EXERCISE REQUIREMENTS -
Repeat the data below in full. Pictures must not be part of the copy.

─── INPUT FOR THIS TASK

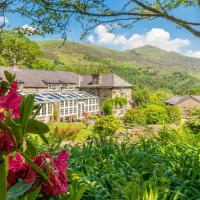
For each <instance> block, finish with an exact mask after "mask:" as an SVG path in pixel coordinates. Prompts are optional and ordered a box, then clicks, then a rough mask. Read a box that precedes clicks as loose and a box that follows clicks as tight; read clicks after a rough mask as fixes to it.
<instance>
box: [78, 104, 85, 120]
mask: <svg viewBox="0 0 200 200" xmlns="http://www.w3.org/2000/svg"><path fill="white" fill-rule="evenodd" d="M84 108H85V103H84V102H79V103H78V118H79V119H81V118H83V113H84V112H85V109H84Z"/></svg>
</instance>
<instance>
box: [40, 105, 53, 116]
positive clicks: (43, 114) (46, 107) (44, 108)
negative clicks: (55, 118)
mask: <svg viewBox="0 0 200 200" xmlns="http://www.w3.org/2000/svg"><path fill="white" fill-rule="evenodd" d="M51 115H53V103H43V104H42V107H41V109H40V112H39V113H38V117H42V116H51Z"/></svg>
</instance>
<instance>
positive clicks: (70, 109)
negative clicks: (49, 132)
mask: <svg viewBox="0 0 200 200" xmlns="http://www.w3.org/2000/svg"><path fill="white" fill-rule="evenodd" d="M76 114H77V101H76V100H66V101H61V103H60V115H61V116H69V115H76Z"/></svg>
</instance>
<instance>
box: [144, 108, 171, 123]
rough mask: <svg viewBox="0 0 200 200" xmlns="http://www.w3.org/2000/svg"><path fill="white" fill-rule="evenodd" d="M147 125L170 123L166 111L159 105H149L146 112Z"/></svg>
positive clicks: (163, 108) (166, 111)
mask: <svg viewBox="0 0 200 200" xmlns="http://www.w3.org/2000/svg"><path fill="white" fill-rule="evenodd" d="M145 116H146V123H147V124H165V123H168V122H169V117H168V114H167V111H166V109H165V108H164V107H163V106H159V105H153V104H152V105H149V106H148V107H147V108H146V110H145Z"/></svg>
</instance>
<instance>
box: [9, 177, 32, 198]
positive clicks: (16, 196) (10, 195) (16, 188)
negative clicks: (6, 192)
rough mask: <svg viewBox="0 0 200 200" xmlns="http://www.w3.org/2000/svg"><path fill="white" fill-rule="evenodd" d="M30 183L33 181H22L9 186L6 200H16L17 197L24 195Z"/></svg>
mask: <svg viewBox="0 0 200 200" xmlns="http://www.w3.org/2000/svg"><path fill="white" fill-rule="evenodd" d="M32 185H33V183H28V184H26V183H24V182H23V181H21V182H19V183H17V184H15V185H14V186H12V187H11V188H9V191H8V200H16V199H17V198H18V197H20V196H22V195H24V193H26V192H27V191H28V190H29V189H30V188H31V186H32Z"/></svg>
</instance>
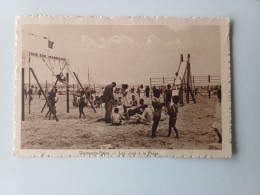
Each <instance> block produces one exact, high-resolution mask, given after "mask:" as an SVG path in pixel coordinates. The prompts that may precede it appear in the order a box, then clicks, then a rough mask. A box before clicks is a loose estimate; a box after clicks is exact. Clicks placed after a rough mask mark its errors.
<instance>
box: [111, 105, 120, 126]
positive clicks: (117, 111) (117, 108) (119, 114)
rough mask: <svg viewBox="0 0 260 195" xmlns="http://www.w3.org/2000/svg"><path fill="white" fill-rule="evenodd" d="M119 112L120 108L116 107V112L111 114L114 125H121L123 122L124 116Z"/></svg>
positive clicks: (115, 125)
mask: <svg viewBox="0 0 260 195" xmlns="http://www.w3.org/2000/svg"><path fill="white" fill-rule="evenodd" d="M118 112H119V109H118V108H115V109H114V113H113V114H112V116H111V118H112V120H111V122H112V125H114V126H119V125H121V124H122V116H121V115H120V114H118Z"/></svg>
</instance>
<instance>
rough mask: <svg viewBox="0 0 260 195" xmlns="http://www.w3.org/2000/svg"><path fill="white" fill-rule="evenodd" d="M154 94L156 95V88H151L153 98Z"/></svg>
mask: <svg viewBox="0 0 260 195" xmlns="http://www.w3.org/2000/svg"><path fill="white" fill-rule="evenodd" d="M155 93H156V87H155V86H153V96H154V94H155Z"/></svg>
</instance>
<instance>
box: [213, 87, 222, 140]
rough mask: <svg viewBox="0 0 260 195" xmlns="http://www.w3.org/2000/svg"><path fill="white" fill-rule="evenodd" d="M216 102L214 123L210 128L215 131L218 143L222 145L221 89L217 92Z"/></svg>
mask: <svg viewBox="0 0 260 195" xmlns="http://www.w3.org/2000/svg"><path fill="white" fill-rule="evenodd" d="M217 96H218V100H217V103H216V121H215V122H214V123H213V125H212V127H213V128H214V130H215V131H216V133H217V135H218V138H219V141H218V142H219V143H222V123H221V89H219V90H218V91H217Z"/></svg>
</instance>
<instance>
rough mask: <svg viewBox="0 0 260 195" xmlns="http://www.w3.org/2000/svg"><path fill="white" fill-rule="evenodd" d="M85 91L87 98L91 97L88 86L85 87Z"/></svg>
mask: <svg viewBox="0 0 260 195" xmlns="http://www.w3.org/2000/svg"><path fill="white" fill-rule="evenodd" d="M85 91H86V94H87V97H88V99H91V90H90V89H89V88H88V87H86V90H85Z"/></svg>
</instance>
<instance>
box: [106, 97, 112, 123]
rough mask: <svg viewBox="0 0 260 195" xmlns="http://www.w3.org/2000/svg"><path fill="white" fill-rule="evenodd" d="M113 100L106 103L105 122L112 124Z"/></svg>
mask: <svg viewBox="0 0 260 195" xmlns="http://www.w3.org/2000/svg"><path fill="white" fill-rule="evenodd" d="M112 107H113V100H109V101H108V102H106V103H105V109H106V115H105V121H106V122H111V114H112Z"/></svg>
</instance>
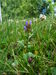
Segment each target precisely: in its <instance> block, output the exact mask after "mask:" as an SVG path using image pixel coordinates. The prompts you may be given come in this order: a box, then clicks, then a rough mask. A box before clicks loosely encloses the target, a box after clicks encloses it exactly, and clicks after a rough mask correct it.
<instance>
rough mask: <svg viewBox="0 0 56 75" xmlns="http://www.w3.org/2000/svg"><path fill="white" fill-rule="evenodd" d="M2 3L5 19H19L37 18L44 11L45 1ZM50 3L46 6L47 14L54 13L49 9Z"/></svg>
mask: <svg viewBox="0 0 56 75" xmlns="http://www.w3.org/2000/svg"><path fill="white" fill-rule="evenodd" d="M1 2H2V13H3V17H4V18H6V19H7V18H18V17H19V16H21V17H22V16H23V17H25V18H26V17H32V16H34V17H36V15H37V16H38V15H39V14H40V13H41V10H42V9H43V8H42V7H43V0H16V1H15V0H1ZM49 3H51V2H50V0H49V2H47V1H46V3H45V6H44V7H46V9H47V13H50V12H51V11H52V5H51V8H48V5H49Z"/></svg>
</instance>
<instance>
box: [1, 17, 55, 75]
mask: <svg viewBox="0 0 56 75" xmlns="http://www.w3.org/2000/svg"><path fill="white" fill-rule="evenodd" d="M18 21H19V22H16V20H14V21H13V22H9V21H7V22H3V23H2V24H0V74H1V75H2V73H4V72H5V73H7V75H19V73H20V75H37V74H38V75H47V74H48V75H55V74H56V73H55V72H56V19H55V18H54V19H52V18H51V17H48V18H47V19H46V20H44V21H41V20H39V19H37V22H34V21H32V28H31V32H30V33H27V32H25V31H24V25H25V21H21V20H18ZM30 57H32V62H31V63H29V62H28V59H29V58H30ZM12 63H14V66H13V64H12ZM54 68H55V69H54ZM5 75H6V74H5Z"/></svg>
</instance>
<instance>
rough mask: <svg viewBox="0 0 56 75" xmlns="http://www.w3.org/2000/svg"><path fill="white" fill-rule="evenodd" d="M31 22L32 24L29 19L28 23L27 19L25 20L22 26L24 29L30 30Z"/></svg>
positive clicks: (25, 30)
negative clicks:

──────

ANSWER TO THE PROBLEM -
For each <instance> block, finish with an exact mask after "mask:" as an SVG path in pixel coordinates. Prompts are optional and ordered a box, then clicks, then a rough mask. Read a box that precedes clicks as loose and a box that follows clicks as tight; read clicks after a rough mask as fixes to it.
<instance>
box: [78, 104, 85, 120]
mask: <svg viewBox="0 0 200 200" xmlns="http://www.w3.org/2000/svg"><path fill="white" fill-rule="evenodd" d="M84 108H85V103H84V102H79V103H78V118H79V119H81V118H83V113H84V112H85V109H84Z"/></svg>
</instance>
<instance>
box: [40, 105, 53, 116]
positive clicks: (43, 114) (46, 107) (44, 108)
negative clicks: (55, 118)
mask: <svg viewBox="0 0 200 200" xmlns="http://www.w3.org/2000/svg"><path fill="white" fill-rule="evenodd" d="M51 115H53V103H43V104H42V107H41V109H40V112H39V113H38V117H42V116H51Z"/></svg>
</instance>
<instance>
positive clicks: (70, 109)
negative clicks: (49, 132)
mask: <svg viewBox="0 0 200 200" xmlns="http://www.w3.org/2000/svg"><path fill="white" fill-rule="evenodd" d="M76 114H77V101H76V100H66V101H61V103H60V115H61V116H69V115H76Z"/></svg>
</instance>
<instance>
box: [144, 108, 171, 123]
rough mask: <svg viewBox="0 0 200 200" xmlns="http://www.w3.org/2000/svg"><path fill="white" fill-rule="evenodd" d="M147 125L170 123L166 111L159 105H149L146 112Z"/></svg>
positive clicks: (163, 108) (166, 111)
mask: <svg viewBox="0 0 200 200" xmlns="http://www.w3.org/2000/svg"><path fill="white" fill-rule="evenodd" d="M145 116H146V123H147V124H165V123H168V122H169V117H168V114H167V111H166V109H165V108H164V107H163V106H159V105H153V104H152V105H149V106H148V107H147V108H146V110H145Z"/></svg>
</instance>
<instance>
box: [9, 177, 32, 198]
positive clicks: (16, 196) (10, 195) (16, 188)
negative clicks: (6, 192)
rough mask: <svg viewBox="0 0 200 200" xmlns="http://www.w3.org/2000/svg"><path fill="white" fill-rule="evenodd" d="M30 183L33 181H22L9 186L6 200H16L17 197L24 195Z"/></svg>
mask: <svg viewBox="0 0 200 200" xmlns="http://www.w3.org/2000/svg"><path fill="white" fill-rule="evenodd" d="M32 185H33V183H28V184H26V183H24V182H23V181H21V182H19V183H17V184H15V185H14V186H12V187H11V188H9V191H8V200H16V199H17V198H18V197H20V196H22V195H24V193H26V192H27V191H28V190H29V189H30V188H31V186H32Z"/></svg>
</instance>
Each <instance> block produces one exact, high-resolution mask, given after "mask:" as an SVG path in pixel coordinates. The prompts that may precede it appear in the order a box, then clicks, then a rough mask. A box before clicks is a loose estimate; a box after clicks is exact. Clicks placed after a rough mask mark its errors.
<instance>
box: [111, 105, 120, 126]
positive clicks: (117, 111) (117, 108) (119, 114)
rough mask: <svg viewBox="0 0 260 195" xmlns="http://www.w3.org/2000/svg"><path fill="white" fill-rule="evenodd" d="M119 112L120 108L116 107V112L111 114L114 125H121L123 122L124 116Z"/></svg>
positive clicks: (115, 125)
mask: <svg viewBox="0 0 260 195" xmlns="http://www.w3.org/2000/svg"><path fill="white" fill-rule="evenodd" d="M118 112H119V109H118V108H115V109H114V113H113V114H112V116H111V118H112V120H111V122H112V125H114V126H119V125H121V124H122V116H121V115H120V114H118Z"/></svg>
</instance>
<instance>
rough mask: <svg viewBox="0 0 260 195" xmlns="http://www.w3.org/2000/svg"><path fill="white" fill-rule="evenodd" d="M154 94L156 95V88H151L153 98Z"/></svg>
mask: <svg viewBox="0 0 260 195" xmlns="http://www.w3.org/2000/svg"><path fill="white" fill-rule="evenodd" d="M155 93H156V87H155V86H153V96H154V94H155Z"/></svg>
</instance>
<instance>
box: [213, 87, 222, 140]
rough mask: <svg viewBox="0 0 260 195" xmlns="http://www.w3.org/2000/svg"><path fill="white" fill-rule="evenodd" d="M216 102L214 123L210 128L215 131L218 143L222 145L221 89L217 92Z"/></svg>
mask: <svg viewBox="0 0 260 195" xmlns="http://www.w3.org/2000/svg"><path fill="white" fill-rule="evenodd" d="M217 96H218V100H217V103H216V121H215V122H214V123H213V125H212V127H213V128H214V130H215V131H216V133H217V135H218V138H219V141H218V142H219V143H222V123H221V89H219V90H218V91H217Z"/></svg>
</instance>
<instance>
rough mask: <svg viewBox="0 0 260 195" xmlns="http://www.w3.org/2000/svg"><path fill="white" fill-rule="evenodd" d="M85 91L87 98L91 97L88 86L85 87Z"/></svg>
mask: <svg viewBox="0 0 260 195" xmlns="http://www.w3.org/2000/svg"><path fill="white" fill-rule="evenodd" d="M85 91H86V94H87V97H88V99H91V90H90V89H89V88H88V87H86V90H85Z"/></svg>
</instance>
<instance>
box: [106, 97, 112, 123]
rough mask: <svg viewBox="0 0 260 195" xmlns="http://www.w3.org/2000/svg"><path fill="white" fill-rule="evenodd" d="M113 100L106 103L105 122L112 124Z"/></svg>
mask: <svg viewBox="0 0 260 195" xmlns="http://www.w3.org/2000/svg"><path fill="white" fill-rule="evenodd" d="M112 107H113V100H109V101H108V102H106V103H105V109H106V115H105V121H106V122H111V114H112Z"/></svg>
</instance>
Segment each target precisely: in its <instance> block, output the exact mask after "mask:" as an SVG path using image pixel coordinates. The prompts you may be given come in this order: a box, then clicks, then a rough mask. A box before clicks loosely encloses the target, a box after clicks encloses it exactly, and clicks after a rough mask correct it.
<instance>
rough mask: <svg viewBox="0 0 56 75" xmlns="http://www.w3.org/2000/svg"><path fill="white" fill-rule="evenodd" d="M2 3L5 19H19L37 18L44 11L45 1ZM50 3L46 6L47 14L54 13L49 9Z"/></svg>
mask: <svg viewBox="0 0 56 75" xmlns="http://www.w3.org/2000/svg"><path fill="white" fill-rule="evenodd" d="M1 2H2V13H3V17H4V18H6V19H7V18H18V17H19V16H21V17H22V16H23V17H25V18H26V17H32V16H34V17H36V15H37V16H38V15H39V14H40V13H41V10H42V9H43V8H42V7H43V0H16V1H15V0H1ZM49 3H51V2H50V0H49V2H47V1H46V3H45V6H44V7H46V9H47V13H50V12H51V11H52V5H51V8H48V5H49Z"/></svg>
</instance>
<instance>
box: [1, 17, 55, 75]
mask: <svg viewBox="0 0 56 75" xmlns="http://www.w3.org/2000/svg"><path fill="white" fill-rule="evenodd" d="M18 21H19V22H16V20H14V21H13V22H9V21H7V22H3V23H2V24H0V74H1V75H2V73H4V72H5V73H7V75H19V73H20V75H37V74H38V75H47V74H48V75H55V74H56V73H55V72H56V19H55V18H54V19H52V18H51V17H48V18H47V19H46V20H44V21H41V20H39V19H37V22H34V21H32V28H31V32H30V33H27V32H25V31H24V25H25V21H21V20H18ZM30 57H32V62H31V63H29V62H28V59H29V58H30ZM12 63H14V66H13V64H12ZM54 68H55V69H54ZM5 75H6V74H5Z"/></svg>
</instance>
<instance>
rough mask: <svg viewBox="0 0 56 75" xmlns="http://www.w3.org/2000/svg"><path fill="white" fill-rule="evenodd" d="M31 22L32 24L29 19L28 23L27 19L25 20L22 26L24 29L30 30Z"/></svg>
positive clicks: (25, 30)
negative clicks:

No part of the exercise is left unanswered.